* [DOCUMENT EXCERPT]:
▬▬▬▬▬▬

= Kelvin's circulation theorem =

Theorem regarding circulation in a barotropic ideal fluid

In fluid mechanics, Kelvin's circulation theorem states:In a barotropic, ideal fluid with conservative body forces, the circulation around a closed curve (which encloses the same fluid elements) moving with the fluid remains constant with time.

The theorem is named after William Thomson, 1st Baron Kelvin who published it in 1869.

Stated mathematically:

$\frac{\mathrm{D}\Gamma}{\mathrm{D}t} = 0$

where $\Gamma$ is the circulation around a material moving contour $C(t)$ as a function of time $t$. The differential operator $\mathrm{D}$ is a substantial (material) derivative moving with the fluid particles. Stated more simply, this theorem says that if one observes a closed contour at one instant, and follows the contour over time (by following the motion of all of its fluid elements), the circulation over the two locations of this contour remains constant.

This theorem does not hold in cases with viscous stresses, nonconservative body forces (for example the Coriolis force) or non-barotropic pressure-density relations.

In the simplifying special case of steady flow the theorem can be applied to a closed curve that has a fixed position so that fluid elements flow through the closed curve. In the study of airfoils producing lift, it is often instructive to examine the circulation around any closed curve that fully encloses the airfoil; in the steady flow of an inviscid fluid past a stationary airfoil, the theorem can be applied to this closed curve.

==Mathematical proof==

The circulation $\Gamma$ around a closed material contour $C(t)$ is defined by:
$\Gamma(t) = \oint_C \boldsymbol{u} \cdot \mathrm{d}\boldsymbol{s}$
where u is the velocity vector, and ds is an element along the closed contour.

▬▬▬▬▬▬

* [EXTRACTED MATERIAL]:
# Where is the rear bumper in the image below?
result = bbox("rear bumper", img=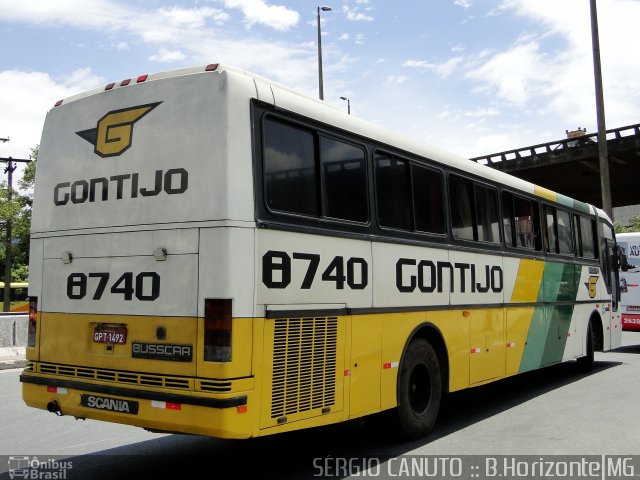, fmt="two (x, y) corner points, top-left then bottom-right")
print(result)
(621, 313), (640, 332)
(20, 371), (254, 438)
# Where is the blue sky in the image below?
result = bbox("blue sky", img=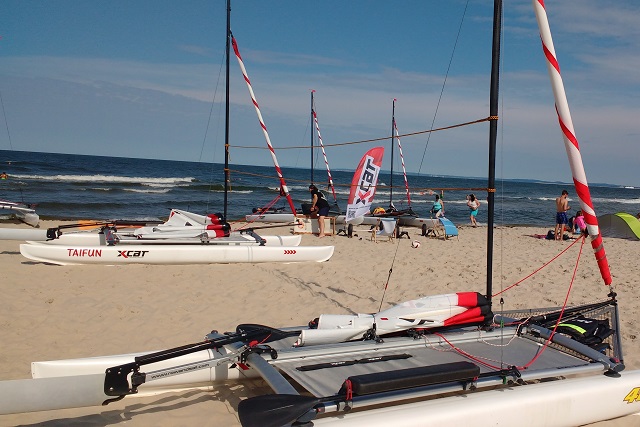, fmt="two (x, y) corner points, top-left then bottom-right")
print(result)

▬▬▬▬▬▬

* [SET TASK 1]: According to the text on Kelvin's circulation theorem, why does the theorem not hold when the Coriolis force is present? Answer in one to three sentences.
* [SET TASK 2]: Count the lines of the records that contain the string "image". Case counts. Give only the number.

* [RIGHT ANSWER 1]: The theorem applies only to fluids with conservative body forces. The Coriolis force is a nonconservative body force, so the theorem does not hold when it acts.

* [RIGHT ANSWER 2]: 2